- **EXERCISE AIM**:
Reproduce the data in its entirety, exactly as written.

*** LISTED RECORDS

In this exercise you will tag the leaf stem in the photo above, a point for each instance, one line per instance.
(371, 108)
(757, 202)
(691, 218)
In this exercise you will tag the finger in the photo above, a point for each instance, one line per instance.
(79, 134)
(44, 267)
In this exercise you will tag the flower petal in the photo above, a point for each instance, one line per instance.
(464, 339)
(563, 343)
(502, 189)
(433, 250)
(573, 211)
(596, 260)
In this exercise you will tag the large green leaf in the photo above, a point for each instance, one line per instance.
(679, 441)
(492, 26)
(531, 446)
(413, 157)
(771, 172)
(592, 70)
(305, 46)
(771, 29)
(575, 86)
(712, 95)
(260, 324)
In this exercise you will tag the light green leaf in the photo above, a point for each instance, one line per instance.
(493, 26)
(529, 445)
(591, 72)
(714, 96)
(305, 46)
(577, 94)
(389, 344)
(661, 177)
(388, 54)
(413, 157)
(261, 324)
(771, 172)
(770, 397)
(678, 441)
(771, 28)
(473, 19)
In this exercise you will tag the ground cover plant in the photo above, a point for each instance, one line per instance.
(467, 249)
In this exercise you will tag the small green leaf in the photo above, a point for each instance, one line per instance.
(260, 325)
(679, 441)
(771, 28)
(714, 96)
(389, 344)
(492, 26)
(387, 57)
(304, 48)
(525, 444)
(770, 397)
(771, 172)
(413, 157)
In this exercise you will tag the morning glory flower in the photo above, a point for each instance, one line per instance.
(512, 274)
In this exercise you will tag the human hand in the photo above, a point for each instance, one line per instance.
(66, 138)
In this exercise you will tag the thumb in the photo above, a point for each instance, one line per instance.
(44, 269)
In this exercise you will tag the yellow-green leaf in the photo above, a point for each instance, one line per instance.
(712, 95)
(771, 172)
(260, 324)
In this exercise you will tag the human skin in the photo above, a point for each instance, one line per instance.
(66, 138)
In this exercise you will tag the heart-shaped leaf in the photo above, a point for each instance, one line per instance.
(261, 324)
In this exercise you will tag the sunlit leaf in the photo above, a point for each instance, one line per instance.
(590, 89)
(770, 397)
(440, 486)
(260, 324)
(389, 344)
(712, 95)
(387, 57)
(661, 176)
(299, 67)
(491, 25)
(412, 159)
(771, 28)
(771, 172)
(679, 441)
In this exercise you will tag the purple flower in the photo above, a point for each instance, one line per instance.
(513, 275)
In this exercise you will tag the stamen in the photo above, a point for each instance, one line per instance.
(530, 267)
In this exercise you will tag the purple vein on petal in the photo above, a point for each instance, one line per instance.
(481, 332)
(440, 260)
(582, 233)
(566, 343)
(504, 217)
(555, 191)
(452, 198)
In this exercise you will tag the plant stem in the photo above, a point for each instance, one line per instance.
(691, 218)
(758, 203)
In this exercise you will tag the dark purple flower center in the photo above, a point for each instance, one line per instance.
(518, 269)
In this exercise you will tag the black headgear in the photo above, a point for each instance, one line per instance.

******

- **TASK ANSWER**:
In this exercise you will tag the leaf stem in the photo above, a point for each instance, one line per instance.
(371, 108)
(757, 202)
(691, 218)
In this exercise you will tag the finger in the photo above, a point for each instance, one line per instance.
(79, 134)
(44, 267)
In this exercise you will tag the flower petal in the photo above, a point for each instance, one line per instance.
(464, 339)
(563, 343)
(502, 189)
(433, 250)
(573, 211)
(596, 260)
In this exercise you will tag the large green leaf in the photo above, a point for each instance, one line per instance.
(679, 441)
(492, 26)
(531, 446)
(413, 157)
(771, 172)
(592, 70)
(305, 46)
(771, 29)
(575, 86)
(712, 95)
(260, 324)
In this exercise you will tag the light green leaf in the photo above, a point for each instance, one line per instance.
(493, 26)
(529, 445)
(591, 72)
(714, 96)
(305, 46)
(577, 94)
(389, 344)
(661, 177)
(388, 54)
(413, 157)
(261, 324)
(771, 172)
(770, 397)
(678, 441)
(771, 28)
(473, 19)
In this exercise you will tag the ground cover plant in the photo above, a point for each instance, one line per instance.
(467, 249)
In this exercise you will tag the small green leaf in the photo above, a point for each instance, one line per instance.
(260, 325)
(679, 441)
(771, 28)
(714, 96)
(389, 344)
(492, 26)
(387, 57)
(304, 48)
(525, 444)
(770, 397)
(771, 172)
(413, 157)
In this exercise you will tag the morning glory flower in the photo above, a point for each instance, one line per instance.
(512, 274)
In this exercise you will tag the human hand in the photo above, a point for each instance, one line per instance.
(66, 138)
In this exercise you will tag the thumb in the photo above, a point for each instance, one line per instance.
(44, 269)
In this exercise you will tag the yellow-green leaf in the photo above, a point for each instance, one line per instance.
(712, 95)
(771, 172)
(260, 324)
In this exercise you will tag the human skin in the photo above, a point for each instance, one line per instance.
(66, 138)
In this exercise you will tag the heart-shaped leaf in the photo above, a point for each instance, one line per instance.
(261, 324)
In this exercise you will tag the sunlit leaf in the photo above, a point for each instance, one line per instance.
(590, 89)
(770, 397)
(440, 486)
(260, 324)
(389, 344)
(712, 95)
(387, 57)
(661, 176)
(299, 67)
(491, 25)
(412, 159)
(771, 28)
(771, 172)
(679, 441)
In this exercise you will tag the purple flower in the photo above, a point for each instance, one line per instance.
(513, 275)
In this exercise you will tag the stamen in the photo above, a point for each instance, one line per instance.
(530, 267)
In this exercise you will tag the purple vein on petal in the photo above, a point for each instance, one line per instance.
(481, 332)
(440, 260)
(582, 233)
(566, 343)
(504, 217)
(555, 191)
(452, 198)
In this exercise you will tag the plant stem in the photo above, a point for each instance, one line per instance.
(691, 218)
(758, 203)
In this exercise you will tag the dark purple flower center in the photo above, a point for each instance, one line per instance.
(518, 269)
In this exercise you will tag the black headgear in the photo above, a point for each instance, one line per instance.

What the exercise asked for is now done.